* [Alıntı metin]:
• • •

Anayasanın 42 inci Maddesi’ne uygun hazırlanan 3797 Sayılı Milli Eğitim Bakanlığının Teşkilat ve Görevleri Hakkında Kanun’un 2nci Madde ‘a’ fıkrasında belirlenen MEB’lığının görevleri şu şekildedir; “ Atatürk İnkılâp ve İlkelerine ve Anayasada ifadesini bulan Atatürk Milliyetçiliğine bağlı, Türk Milletinin milli, ahlaki, manevi, tarihi ve kültürel değerlerini benimseyen, koruyan ve geliştiren, ailesini, vatanını, milletini seven ve daima yüceltmeye çalışan, insan haklarına ve Anayasanın başlangıcındaki temel ilkelere dayanan demokratik, laik ve sosyal bir hukuk devleti olan Türkiye Cumhuriyetine karşı görev ve sorumluluklarını bilen ve bunları davranış haline getirmiş vatandaş olarak yetiştirmek üzere, Bakanlığa bağlı her kademedeki öğretim kurumlarının öğretmen ve öğrencilerine ait bütün eğitim ve öğretim hizmetlerini plânlamak, programlamak, yürütmek, takip ve denetim altında bulundurmak”

Görüldüğü gibi Anayasamız uyulması gerekli genel kuralları koyuyor. Kuralları uygulamaya sokacak kuruluşları belirliyor. Kurallara uyulmadığı takdirde gerekli tedbirlerin alınması için Anayasa Mahkemesi vasıtasıyla yargı denetlemesi sistemini oluşturuyor. Ve sonunda ilgili kuruluşların faaliyetlerini nasıl yürüteceklerini belirleyen kanunlar, tüzükler ve kararnameler çıkartılıyor. Yani yapılması gereken bütün hukuki işlemler eksiksiz tamam hale getiriliyor.

Peki bu hukuki bütünlük uygulamada yeterli başarıyı sağlıyormu? Hayır sağlayamıyor. Uygulamada şimdiye kadar neler yapıldı ve şimdi neler yapılıyor? Ve yarın için ne yapılması planlanıyor? sorularının cevabının olumsuz olduğunu benim kadar bu milletin aydınları da görüyor. Ne yazık ki Anayasanın öngördüğü hususlar kağıt üzerinde kalmış, belirlenen hedefler tam olarak gerçekleşmemiştir. Sonunda ortaya sahte Atatürkçüler salınarak açıkça Anayasa ihlâli yapılmıştır.

• • •

* [Sağlanan bilgiler]:
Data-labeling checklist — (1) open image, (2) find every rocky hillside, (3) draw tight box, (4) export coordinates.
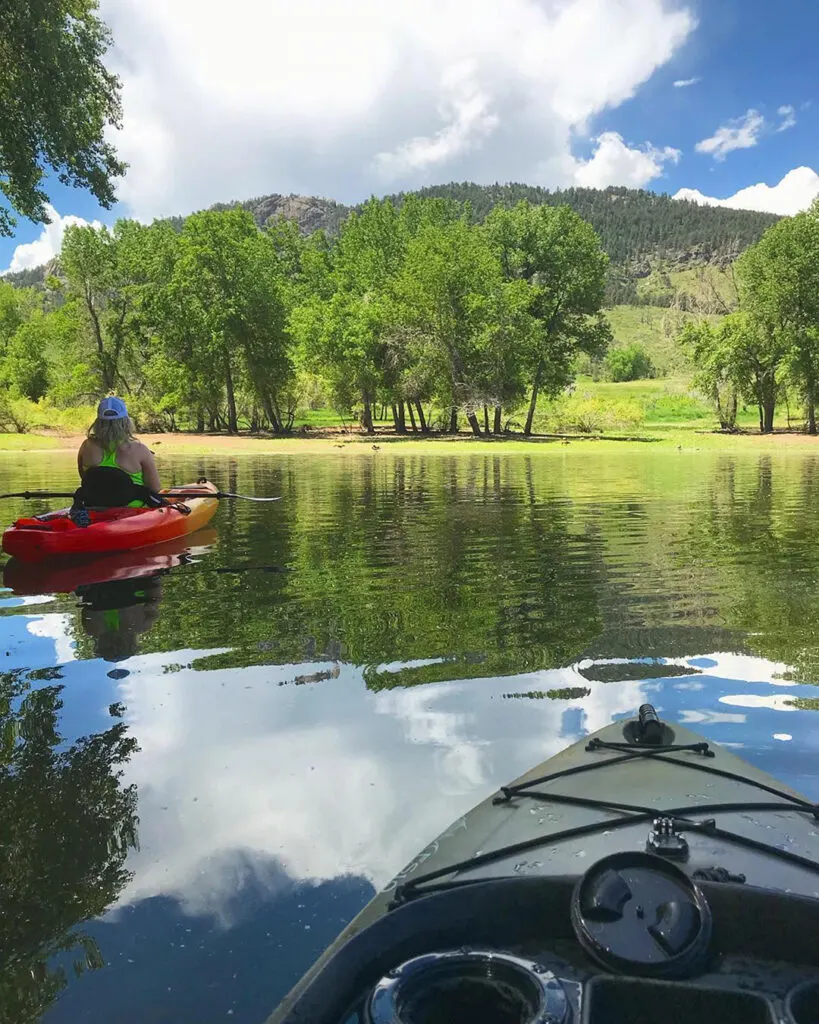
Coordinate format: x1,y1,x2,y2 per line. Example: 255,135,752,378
6,182,779,305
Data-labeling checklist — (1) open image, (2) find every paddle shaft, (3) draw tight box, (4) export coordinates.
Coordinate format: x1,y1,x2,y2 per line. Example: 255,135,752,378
0,490,282,502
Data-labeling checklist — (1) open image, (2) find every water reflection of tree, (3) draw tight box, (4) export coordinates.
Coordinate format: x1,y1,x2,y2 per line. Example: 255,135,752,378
683,456,819,683
161,456,603,687
0,672,137,1024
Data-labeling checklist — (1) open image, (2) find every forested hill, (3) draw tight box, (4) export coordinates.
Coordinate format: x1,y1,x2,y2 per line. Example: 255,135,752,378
396,182,780,263
227,181,779,275
6,182,780,288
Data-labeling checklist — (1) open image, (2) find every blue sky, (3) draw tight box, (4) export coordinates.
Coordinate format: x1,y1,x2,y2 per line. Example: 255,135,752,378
0,0,819,268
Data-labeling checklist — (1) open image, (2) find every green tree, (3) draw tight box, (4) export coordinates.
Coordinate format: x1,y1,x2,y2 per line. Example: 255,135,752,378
485,201,610,436
682,312,787,433
165,208,292,433
737,202,819,434
0,0,125,236
606,344,656,381
393,218,522,434
60,224,128,391
679,319,743,431
2,313,53,401
0,672,137,1024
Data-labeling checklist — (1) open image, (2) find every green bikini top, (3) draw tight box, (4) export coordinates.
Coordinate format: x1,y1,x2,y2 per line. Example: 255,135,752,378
99,449,145,486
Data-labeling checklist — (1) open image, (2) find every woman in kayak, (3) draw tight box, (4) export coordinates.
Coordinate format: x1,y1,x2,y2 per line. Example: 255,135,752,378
77,395,162,508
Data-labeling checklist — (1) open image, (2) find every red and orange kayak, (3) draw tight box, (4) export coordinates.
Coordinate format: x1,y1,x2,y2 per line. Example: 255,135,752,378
3,483,219,562
3,526,218,595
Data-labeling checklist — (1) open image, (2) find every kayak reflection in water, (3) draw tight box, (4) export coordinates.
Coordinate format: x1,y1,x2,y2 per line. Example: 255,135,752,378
75,573,162,662
77,395,162,508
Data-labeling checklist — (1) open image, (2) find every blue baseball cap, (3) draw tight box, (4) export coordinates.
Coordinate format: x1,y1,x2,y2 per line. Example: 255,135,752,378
96,394,128,420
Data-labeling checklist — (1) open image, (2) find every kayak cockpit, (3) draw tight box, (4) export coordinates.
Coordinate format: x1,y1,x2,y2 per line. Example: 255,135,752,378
269,709,819,1024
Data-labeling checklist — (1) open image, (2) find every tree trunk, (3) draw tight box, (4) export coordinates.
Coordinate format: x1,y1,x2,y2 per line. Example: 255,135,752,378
262,394,282,434
361,394,376,434
523,359,544,437
762,394,776,434
224,354,239,434
728,391,737,430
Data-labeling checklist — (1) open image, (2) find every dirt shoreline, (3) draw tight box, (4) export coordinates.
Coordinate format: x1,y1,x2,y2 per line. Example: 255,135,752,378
0,428,819,458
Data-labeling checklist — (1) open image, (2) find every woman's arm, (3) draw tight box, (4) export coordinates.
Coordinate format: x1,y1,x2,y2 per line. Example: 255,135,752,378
140,444,162,490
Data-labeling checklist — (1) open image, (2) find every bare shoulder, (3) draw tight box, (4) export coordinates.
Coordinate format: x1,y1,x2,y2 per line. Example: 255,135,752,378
128,440,154,459
77,437,102,458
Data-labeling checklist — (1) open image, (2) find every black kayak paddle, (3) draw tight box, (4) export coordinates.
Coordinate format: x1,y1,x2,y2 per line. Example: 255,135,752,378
0,490,282,502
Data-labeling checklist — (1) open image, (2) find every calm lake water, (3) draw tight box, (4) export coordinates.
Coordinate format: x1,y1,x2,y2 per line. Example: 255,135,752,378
0,444,819,1024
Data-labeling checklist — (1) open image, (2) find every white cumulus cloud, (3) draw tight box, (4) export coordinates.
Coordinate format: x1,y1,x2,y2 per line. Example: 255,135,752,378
695,110,765,160
674,167,819,217
776,103,796,132
101,0,695,218
2,206,102,273
574,131,681,188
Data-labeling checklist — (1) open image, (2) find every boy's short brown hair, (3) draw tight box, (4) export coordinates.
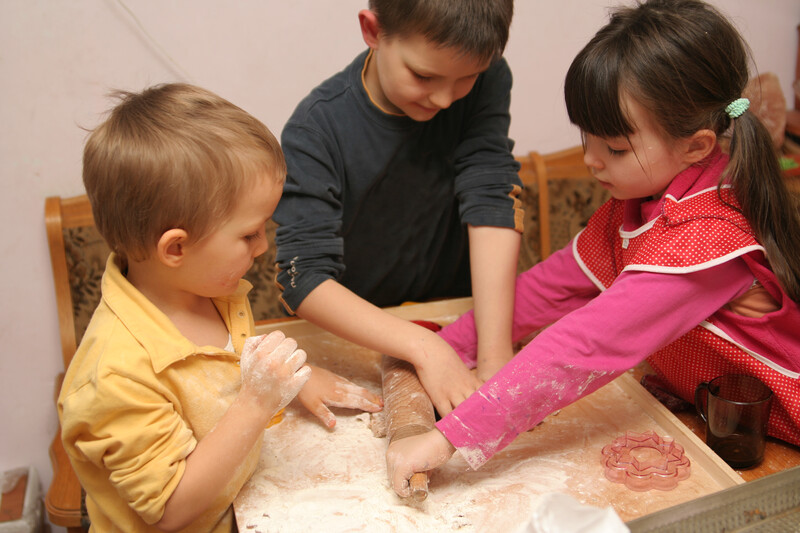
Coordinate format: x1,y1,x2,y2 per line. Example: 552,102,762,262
83,83,286,260
369,0,514,60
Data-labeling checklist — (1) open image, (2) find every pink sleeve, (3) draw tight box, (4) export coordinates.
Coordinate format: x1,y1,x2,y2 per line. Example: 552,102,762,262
436,259,753,468
439,246,599,368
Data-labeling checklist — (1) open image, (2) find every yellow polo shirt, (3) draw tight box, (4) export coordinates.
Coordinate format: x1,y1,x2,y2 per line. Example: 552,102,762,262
58,254,261,533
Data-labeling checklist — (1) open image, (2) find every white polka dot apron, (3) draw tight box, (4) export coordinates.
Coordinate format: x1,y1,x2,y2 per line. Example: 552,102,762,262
574,187,800,445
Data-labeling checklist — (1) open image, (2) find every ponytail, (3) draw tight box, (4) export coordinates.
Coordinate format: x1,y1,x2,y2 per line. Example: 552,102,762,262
723,109,800,303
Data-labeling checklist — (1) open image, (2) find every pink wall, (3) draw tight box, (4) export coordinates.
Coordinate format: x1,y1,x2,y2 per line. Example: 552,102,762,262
0,0,800,528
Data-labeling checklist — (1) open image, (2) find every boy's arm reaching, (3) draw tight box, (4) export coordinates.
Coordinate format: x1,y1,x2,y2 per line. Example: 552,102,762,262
155,331,310,531
469,226,521,381
297,280,480,415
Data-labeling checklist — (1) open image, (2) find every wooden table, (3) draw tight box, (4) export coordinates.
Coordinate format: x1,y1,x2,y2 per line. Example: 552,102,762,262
234,299,792,532
633,362,800,481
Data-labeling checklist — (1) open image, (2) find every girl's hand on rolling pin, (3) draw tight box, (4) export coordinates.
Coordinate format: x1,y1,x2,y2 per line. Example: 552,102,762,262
386,429,456,498
297,366,383,428
239,331,311,417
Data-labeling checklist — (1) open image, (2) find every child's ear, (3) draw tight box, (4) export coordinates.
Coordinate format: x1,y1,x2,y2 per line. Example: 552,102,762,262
358,9,381,49
156,228,189,267
684,130,717,165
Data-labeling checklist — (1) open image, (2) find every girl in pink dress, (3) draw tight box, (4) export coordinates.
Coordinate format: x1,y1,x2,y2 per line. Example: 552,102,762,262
387,0,800,496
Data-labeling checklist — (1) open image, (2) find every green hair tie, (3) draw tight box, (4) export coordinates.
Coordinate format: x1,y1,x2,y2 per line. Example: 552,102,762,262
725,98,750,118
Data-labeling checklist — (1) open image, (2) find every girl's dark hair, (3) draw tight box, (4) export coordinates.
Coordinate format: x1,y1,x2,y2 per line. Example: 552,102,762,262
564,0,800,302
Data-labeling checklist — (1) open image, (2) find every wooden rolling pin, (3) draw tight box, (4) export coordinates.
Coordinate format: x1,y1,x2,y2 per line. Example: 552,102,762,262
383,355,436,502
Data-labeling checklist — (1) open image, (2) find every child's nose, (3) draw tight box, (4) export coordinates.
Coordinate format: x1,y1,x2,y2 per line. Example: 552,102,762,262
253,237,269,257
430,87,455,109
583,136,604,170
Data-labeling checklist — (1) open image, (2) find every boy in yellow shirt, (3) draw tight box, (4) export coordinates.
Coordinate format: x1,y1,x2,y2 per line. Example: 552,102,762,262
58,84,380,532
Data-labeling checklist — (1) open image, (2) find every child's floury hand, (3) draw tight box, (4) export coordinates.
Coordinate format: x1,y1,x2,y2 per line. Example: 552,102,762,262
386,429,456,498
297,366,383,428
241,331,311,416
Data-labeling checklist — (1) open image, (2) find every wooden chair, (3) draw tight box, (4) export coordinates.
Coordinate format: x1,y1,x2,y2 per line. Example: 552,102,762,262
45,196,95,533
517,146,608,264
45,195,284,533
39,153,606,532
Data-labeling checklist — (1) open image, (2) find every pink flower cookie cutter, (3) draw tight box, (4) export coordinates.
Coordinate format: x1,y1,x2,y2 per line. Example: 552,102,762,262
602,431,691,492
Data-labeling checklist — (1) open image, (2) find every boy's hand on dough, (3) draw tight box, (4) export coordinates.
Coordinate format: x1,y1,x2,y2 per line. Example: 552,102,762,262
297,366,383,428
414,348,481,416
240,331,311,416
386,429,456,498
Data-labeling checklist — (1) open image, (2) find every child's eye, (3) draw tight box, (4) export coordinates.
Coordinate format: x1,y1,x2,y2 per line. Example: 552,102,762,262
608,146,627,156
411,70,432,81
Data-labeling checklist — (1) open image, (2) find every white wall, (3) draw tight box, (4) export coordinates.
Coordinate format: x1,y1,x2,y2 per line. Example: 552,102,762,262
0,0,800,524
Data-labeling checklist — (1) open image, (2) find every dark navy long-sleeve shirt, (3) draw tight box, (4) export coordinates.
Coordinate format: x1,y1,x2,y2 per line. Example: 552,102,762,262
273,52,522,312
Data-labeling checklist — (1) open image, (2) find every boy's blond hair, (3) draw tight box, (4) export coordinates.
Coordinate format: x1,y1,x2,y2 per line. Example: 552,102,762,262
83,83,286,260
369,0,514,60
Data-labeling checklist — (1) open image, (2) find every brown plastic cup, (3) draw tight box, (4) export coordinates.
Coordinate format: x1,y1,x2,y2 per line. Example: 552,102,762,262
694,374,772,468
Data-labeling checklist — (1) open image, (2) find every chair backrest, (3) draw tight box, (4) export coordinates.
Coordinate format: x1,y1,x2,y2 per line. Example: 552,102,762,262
44,195,102,368
518,146,609,264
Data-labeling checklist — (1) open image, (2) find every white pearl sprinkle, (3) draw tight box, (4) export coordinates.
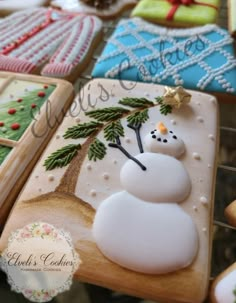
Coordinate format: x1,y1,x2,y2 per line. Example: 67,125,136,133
197,116,204,123
103,173,110,180
90,189,97,197
200,196,208,206
193,153,201,160
48,175,55,181
87,164,92,170
208,134,215,141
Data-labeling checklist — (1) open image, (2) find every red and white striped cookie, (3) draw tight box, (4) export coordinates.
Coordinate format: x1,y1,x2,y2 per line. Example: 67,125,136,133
0,0,49,16
0,8,102,80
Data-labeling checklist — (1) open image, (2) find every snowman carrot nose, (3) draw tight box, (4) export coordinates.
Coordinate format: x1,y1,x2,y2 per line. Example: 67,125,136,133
157,122,168,135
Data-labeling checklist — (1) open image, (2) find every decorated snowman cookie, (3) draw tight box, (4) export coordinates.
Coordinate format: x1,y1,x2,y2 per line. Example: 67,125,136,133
93,123,198,274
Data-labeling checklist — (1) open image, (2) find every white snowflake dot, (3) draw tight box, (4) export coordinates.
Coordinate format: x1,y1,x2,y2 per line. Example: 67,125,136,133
200,196,208,206
87,164,92,170
48,175,55,181
197,116,204,123
193,153,201,160
103,173,110,180
90,189,97,197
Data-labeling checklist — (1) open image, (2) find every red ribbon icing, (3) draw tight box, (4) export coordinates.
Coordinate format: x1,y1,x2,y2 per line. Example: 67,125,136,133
166,0,218,21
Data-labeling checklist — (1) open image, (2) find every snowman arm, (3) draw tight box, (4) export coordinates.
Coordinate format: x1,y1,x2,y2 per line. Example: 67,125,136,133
127,123,144,154
108,137,147,170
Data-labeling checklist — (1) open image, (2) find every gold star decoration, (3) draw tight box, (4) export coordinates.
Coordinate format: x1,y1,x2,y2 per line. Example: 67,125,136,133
163,86,192,108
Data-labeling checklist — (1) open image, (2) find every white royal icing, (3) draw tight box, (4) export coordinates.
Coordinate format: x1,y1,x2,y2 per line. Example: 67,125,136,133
144,129,185,158
93,191,198,274
215,270,236,303
120,153,191,203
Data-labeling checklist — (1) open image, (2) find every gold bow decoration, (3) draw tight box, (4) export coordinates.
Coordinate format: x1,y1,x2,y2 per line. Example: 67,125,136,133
163,86,192,108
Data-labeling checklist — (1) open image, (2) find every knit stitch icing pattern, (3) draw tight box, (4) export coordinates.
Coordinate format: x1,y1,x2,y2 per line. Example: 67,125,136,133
92,18,236,94
0,9,102,77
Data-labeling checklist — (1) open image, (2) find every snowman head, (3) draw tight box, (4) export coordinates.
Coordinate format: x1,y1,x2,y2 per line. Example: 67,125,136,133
144,122,185,158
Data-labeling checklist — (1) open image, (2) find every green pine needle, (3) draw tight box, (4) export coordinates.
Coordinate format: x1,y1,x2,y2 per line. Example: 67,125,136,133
88,139,107,161
160,104,172,116
43,144,81,170
156,97,172,116
155,96,163,104
85,107,129,122
63,121,103,139
119,98,154,108
104,120,125,142
127,109,149,126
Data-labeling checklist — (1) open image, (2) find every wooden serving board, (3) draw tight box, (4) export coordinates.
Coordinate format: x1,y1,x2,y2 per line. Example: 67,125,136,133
0,79,219,303
0,72,74,229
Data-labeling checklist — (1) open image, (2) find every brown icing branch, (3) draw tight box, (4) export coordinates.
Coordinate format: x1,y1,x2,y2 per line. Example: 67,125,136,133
55,104,158,194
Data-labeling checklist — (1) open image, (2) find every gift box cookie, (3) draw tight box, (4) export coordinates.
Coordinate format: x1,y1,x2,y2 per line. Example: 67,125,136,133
131,0,220,27
92,18,236,99
0,8,102,81
51,0,137,19
0,0,49,16
0,72,73,229
1,79,218,303
228,0,236,37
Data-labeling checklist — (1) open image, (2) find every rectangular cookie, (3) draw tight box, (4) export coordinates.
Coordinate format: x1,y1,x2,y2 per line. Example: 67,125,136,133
0,72,73,229
0,79,218,303
228,0,236,38
92,18,236,102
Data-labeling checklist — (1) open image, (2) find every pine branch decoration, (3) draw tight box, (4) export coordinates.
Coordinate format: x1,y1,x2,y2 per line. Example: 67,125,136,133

• • •

* [Yazılı talimat 1]: Alıntı metinde "Peki bu hukuki" ile "Anayasa ihlâli yapılmıştır." arasındaki bölümü, bu iki ifade de dahil olmak üzere, hiçbir değişiklik yapmadan yeniden yazınız.
* [Yazılı talimat 2]: Alıntı metne göre 3797 Sayılı Kanun, Anayasanın hangi maddesine uygun olarak hazırlanmıştır?
Kayıtların alıntı metinle herhangi bir ilgisi bulunmamaktadır.

* [Görev yanıtı 1]:
Peki bu hukuki bütünlük uygulamada yeterli başarıyı sağlıyormu? Hayır sağlayamıyor. Uygulamada şimdiye kadar neler yapıldı ve şimdi neler yapılıyor? Ve yarın için ne yapılması planlanıyor? sorularının cevabının olumsuz olduğunu benim kadar bu milletin aydınları da görüyor. Ne yazık ki Anayasanın öngördüğü hususlar kağıt üzerinde kalmış, belirlenen hedefler tam olarak gerçekleşmemiştir. Sonunda ortaya sahte Atatürkçüler salınarak açıkça Anayasa ihlâli yapılmıştır.

* [Görev yanıtı 2]: Anayasanın 42 nci maddesine uygun olarak hazırlanmıştır.